** Questions **
1. According to the interview on genomics in medicine, what mainly funds the genomics education program at Mayo?
2. Carry on the interview on genomics in medicine from its final sentence.

** Text block **
RW: At Mayo, we have a very large genomics education program, which is directed by a former Chair of our Department of Biochemistry and Molecular Biology and is aimed at a clinical staff of 1400 and about 1200 residents in training. This genomic training is individualized with regard to specialties—what a urologic surgeon will need to know about genomics is different from what an endocrinologist will need to know. The program is supported mainly by development dollars, that is, by grateful patients’ donations, and is made available for the benefit of the patient in both diagnostics and therapeutics. I think that’s happening increasingly in major academic centers.

MI: Will the availability of new genomic data place new responsibilities—and liabilities—amid the activities of health-care providers?

RW: This kind of information should only enter clinical practice when it can be validated in the same way that any other information, like drug efficacy, that relates to patient response is validated. We’re talking about evidence-based medicine. But once we have this information, we should be obligated to use it for the benefit of patients. I personally believe that there is no excuse for the patient who is homozygous for the “*3A” variant of thiopurine methyltransferase [TPMT*3A] (that is, four to five percent of all TPMT alleles in Caucasians) to be endangered by being treated with standard doses of thiopurines. Speaking as a physician, we are responsible for using the scientific knowledge that pharmacogenetics has given us. We need to appreciate the common genetic polymorphisms within genes that encode drug-metabolizing enzymes, drug transporters, and drug targets. We then need to know which of them are of functional importance— and what are the underlying mechanisms for those functional implications? This is one of those situations in which it’s like a ping-pong match: You go back and forth and back and forth between bedside and bench observations. My worry is that we will lose sight of the fact that there is a tremendous amount of science that still needs to be done.

** Entries provided **
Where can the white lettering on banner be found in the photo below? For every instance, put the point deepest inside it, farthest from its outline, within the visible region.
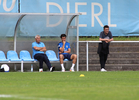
(61, 11)
(83, 13)
(109, 16)
(96, 15)
(5, 6)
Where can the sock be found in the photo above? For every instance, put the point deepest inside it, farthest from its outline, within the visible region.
(62, 66)
(72, 67)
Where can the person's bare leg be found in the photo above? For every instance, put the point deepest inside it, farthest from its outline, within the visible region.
(74, 58)
(61, 62)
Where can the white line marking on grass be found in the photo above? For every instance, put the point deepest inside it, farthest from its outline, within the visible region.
(5, 96)
(29, 98)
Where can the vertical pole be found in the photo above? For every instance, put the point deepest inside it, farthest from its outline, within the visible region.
(15, 67)
(19, 6)
(77, 24)
(21, 66)
(87, 56)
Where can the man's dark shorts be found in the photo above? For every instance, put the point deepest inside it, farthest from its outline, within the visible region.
(67, 56)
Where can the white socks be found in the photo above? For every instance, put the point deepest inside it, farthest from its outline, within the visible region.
(62, 66)
(72, 67)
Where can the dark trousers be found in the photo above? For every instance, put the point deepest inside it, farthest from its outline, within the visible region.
(42, 57)
(103, 59)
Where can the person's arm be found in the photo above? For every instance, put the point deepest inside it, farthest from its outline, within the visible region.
(62, 48)
(69, 50)
(110, 40)
(43, 49)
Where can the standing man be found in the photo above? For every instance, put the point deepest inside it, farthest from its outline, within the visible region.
(38, 53)
(64, 53)
(106, 37)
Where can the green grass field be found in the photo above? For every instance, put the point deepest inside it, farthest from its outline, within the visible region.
(119, 85)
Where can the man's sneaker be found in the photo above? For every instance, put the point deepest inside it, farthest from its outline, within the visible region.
(72, 70)
(40, 70)
(63, 70)
(103, 70)
(52, 69)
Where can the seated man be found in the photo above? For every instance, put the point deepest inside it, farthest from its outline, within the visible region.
(64, 53)
(38, 53)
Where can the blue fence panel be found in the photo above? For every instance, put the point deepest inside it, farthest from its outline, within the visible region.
(8, 6)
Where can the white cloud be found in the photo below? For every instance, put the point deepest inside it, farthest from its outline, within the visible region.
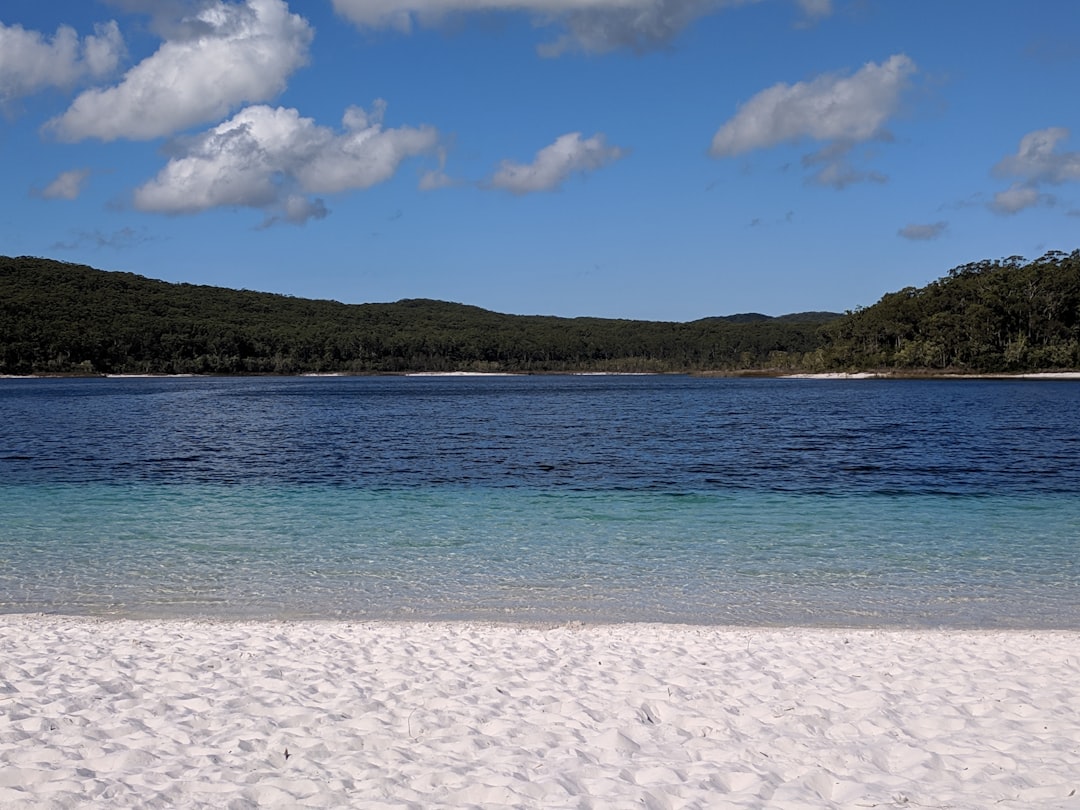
(67, 185)
(437, 178)
(30, 63)
(590, 25)
(273, 160)
(554, 163)
(815, 9)
(1036, 162)
(923, 232)
(225, 55)
(841, 109)
(1017, 198)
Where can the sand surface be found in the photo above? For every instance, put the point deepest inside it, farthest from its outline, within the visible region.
(127, 714)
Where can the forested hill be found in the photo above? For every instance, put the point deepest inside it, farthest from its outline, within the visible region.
(62, 318)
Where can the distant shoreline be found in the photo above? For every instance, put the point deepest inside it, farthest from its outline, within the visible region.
(761, 374)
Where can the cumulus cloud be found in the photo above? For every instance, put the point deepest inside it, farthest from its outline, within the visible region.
(839, 110)
(1037, 162)
(67, 185)
(273, 160)
(29, 62)
(923, 232)
(554, 163)
(225, 55)
(1018, 197)
(118, 240)
(589, 25)
(437, 178)
(846, 109)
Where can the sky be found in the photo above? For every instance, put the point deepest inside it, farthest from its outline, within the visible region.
(662, 160)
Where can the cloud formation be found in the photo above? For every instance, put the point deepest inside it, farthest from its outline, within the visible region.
(273, 160)
(225, 55)
(594, 26)
(923, 232)
(554, 163)
(67, 185)
(1037, 162)
(30, 63)
(836, 109)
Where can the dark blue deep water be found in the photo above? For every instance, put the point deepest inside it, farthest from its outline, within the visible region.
(744, 501)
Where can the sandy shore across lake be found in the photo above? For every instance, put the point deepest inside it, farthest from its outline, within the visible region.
(143, 714)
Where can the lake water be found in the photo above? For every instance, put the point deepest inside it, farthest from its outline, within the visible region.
(739, 501)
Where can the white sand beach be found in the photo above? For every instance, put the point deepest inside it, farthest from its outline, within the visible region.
(127, 714)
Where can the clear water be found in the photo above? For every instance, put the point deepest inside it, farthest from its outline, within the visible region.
(861, 502)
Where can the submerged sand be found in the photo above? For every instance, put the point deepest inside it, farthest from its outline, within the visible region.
(132, 714)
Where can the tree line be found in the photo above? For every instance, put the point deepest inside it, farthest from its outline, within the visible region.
(58, 318)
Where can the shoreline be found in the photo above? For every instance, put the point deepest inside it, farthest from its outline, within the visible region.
(136, 713)
(748, 374)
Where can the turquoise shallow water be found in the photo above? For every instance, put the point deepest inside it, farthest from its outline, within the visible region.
(747, 557)
(550, 499)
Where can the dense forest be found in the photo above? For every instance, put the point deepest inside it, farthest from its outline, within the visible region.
(57, 318)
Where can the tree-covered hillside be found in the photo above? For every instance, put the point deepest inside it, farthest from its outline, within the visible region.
(55, 318)
(61, 318)
(1004, 315)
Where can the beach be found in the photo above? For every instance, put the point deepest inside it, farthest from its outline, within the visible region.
(138, 713)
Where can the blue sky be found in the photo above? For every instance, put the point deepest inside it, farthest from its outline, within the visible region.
(647, 159)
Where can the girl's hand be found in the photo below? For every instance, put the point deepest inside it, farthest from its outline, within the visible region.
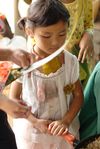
(14, 109)
(58, 128)
(42, 125)
(86, 47)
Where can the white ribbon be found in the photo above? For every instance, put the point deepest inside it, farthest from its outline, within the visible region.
(42, 62)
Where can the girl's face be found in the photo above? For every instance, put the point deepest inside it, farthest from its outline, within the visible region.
(51, 38)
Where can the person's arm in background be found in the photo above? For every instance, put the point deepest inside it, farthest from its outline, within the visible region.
(86, 42)
(23, 59)
(97, 95)
(18, 56)
(96, 7)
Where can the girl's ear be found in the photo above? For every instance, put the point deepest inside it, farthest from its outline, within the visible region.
(29, 32)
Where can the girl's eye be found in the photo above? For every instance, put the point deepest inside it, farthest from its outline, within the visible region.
(62, 34)
(45, 36)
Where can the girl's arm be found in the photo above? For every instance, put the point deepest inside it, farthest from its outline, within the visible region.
(15, 90)
(15, 93)
(60, 127)
(75, 105)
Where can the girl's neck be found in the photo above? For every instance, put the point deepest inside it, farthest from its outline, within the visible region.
(67, 1)
(39, 52)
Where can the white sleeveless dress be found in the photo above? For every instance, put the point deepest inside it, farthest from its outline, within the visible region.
(46, 96)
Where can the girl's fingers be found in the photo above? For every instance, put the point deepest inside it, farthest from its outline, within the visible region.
(65, 132)
(50, 126)
(80, 55)
(84, 55)
(61, 131)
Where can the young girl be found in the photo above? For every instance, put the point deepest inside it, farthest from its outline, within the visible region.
(80, 33)
(53, 91)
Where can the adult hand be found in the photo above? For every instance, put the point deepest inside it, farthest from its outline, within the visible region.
(14, 109)
(58, 128)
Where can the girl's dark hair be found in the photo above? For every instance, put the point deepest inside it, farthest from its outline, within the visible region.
(44, 13)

** Responses by item number **
1. Development dollars, meaning donations from grateful patients.

2.
MI: You’ve stressed the science of pharmacogenetics, but aren’t there societal ramifications to the genotyping of humans that we should be aware of?

RW: I am a scientist, and the science of pharmacogenetics needs to be, to the extent that it’s possible, absolutely objective. We should not enthusiastically encourage the incorporation of testing that is of no clinical value. But that doesn’t mean that we can ignore the social, political, and economic implications—it’s just that we first need to understand the science very well.

From that point, then, it becomes a thicket of social, political, and economic issues that have to be dealt with. Frankly, I have little patience with the concern that, “Oh, gee, pharmacogenetic testing of patients is going to add to health care costs.” With that type of mindset, we never would have developed the Salk vaccine. I think it’s up to the scientific establishment and the academic medical centers and the NIH to take a leadership role to develop a scientific base that will promote translational biomedical research. We cannot just sit back and allow the chronic illnesses that are going to become increasingly prevalent as our population ages to overwhelm the gross domestic product. We must accept the challenge of trying to understand diseases, prevent them, and treat them in a way that is cost-effective and efficacious. Every new therapy that has ever come along has been relatively costly at its inception as compared to its eventual routine use.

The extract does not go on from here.